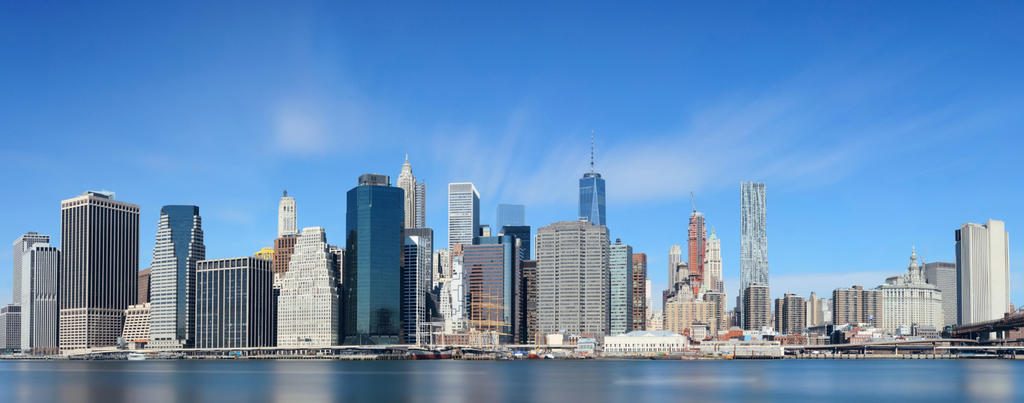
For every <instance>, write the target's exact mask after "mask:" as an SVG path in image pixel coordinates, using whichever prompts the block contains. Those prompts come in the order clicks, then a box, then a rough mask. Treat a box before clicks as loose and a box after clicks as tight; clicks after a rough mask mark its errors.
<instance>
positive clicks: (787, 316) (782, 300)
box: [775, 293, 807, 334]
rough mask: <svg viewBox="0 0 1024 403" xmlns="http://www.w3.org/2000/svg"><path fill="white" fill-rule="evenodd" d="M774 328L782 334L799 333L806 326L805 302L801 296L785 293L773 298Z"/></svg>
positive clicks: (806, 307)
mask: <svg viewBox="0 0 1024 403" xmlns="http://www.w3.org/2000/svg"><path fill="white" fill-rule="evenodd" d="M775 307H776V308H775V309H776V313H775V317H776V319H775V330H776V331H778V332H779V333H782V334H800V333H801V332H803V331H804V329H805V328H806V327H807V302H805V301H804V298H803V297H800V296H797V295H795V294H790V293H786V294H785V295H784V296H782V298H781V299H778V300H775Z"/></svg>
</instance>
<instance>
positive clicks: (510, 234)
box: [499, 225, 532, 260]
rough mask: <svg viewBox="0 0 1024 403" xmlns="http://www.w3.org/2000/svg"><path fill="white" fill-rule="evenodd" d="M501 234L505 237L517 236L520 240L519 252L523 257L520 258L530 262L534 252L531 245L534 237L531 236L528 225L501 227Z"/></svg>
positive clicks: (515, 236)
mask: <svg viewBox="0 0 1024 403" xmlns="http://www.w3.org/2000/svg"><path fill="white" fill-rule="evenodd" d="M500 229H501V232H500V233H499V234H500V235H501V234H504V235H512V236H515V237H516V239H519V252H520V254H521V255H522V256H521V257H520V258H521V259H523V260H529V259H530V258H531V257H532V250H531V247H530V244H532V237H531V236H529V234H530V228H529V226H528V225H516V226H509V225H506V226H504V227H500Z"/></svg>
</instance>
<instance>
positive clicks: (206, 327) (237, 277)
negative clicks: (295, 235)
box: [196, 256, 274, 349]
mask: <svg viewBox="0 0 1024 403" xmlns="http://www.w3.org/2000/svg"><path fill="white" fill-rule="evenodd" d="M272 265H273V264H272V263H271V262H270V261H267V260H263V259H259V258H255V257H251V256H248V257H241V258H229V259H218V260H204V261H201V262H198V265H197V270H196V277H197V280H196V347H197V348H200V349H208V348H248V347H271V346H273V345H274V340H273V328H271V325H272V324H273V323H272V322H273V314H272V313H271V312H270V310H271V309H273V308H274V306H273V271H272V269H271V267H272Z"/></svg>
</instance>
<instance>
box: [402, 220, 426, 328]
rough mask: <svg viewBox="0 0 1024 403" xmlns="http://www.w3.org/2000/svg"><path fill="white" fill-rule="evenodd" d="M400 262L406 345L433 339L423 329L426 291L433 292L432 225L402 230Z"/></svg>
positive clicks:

========

▶ [What to work on]
Copy the material exactly, beginning at the line that contains "234L505 237L517 236L520" and ending after the line that contains "positive clicks: (515, 236)".

▶ [Finished task]
rough mask: <svg viewBox="0 0 1024 403" xmlns="http://www.w3.org/2000/svg"><path fill="white" fill-rule="evenodd" d="M501 234L505 237L517 236L520 240L519 252L523 257L520 258L530 262L534 252L531 245L534 237L531 236L528 225L501 227Z"/></svg>
positive clicks: (515, 236)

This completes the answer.